Data section start
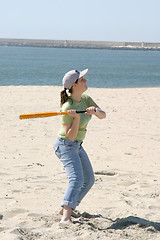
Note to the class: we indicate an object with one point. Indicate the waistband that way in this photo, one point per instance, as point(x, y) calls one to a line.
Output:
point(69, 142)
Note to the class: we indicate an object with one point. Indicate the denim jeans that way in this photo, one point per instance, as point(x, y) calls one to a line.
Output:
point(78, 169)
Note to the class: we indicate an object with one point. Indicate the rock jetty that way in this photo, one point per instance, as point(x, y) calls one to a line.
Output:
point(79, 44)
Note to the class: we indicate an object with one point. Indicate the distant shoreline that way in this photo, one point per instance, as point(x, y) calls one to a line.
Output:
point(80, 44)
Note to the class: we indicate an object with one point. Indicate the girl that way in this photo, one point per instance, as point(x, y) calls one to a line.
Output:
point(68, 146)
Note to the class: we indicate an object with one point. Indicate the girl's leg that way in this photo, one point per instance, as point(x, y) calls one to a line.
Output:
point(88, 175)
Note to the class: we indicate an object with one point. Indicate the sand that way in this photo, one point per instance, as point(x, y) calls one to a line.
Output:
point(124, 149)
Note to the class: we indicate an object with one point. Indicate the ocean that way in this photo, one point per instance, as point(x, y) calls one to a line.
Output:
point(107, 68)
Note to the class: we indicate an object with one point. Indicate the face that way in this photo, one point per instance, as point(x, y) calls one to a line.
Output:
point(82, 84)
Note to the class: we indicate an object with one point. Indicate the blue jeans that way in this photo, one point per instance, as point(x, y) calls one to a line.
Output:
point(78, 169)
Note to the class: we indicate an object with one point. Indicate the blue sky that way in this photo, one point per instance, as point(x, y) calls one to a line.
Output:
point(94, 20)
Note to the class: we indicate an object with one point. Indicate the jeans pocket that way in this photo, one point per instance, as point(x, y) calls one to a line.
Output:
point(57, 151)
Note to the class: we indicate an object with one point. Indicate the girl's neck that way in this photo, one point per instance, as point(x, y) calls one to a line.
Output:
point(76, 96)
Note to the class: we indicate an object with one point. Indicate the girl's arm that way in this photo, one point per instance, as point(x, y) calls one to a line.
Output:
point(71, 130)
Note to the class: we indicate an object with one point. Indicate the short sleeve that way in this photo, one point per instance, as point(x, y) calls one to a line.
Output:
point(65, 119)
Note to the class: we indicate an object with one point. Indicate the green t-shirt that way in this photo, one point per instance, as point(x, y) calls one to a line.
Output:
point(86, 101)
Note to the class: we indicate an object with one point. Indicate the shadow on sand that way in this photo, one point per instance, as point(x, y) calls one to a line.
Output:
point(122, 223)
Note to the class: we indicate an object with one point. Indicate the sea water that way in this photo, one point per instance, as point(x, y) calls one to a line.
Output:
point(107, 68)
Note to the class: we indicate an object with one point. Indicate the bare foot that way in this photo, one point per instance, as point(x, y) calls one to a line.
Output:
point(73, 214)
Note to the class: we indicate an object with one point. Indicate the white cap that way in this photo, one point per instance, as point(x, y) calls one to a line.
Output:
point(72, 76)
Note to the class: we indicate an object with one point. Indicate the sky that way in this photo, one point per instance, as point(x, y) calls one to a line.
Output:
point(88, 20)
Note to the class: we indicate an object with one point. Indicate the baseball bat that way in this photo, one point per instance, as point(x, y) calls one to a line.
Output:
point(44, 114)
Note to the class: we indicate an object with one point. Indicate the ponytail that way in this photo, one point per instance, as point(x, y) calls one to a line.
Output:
Data section end
What is being asked
Nothing but lines that contain "girl" should appear in the answer. Copy each from the records.

Result
Note to the class: we indicate an object with one point. Indicate the girl that way in this photo, one point per instance, as point(x, y) calls one to a line.
Note to the class: we indicate an object with one point. Indicate the girl's leg that way in this photo, one point per instance, as point(x, y) calls one to a line.
Note to the class: we indicate an object with one point. Indicate the girl's neck that way in this photo, one point per instance, as point(x, y) calls one to a line.
Note to the class: we indicate an object with one point. Indicate the girl's arm that way in this photo, one point per instance, as point(x, y) calls one to a line.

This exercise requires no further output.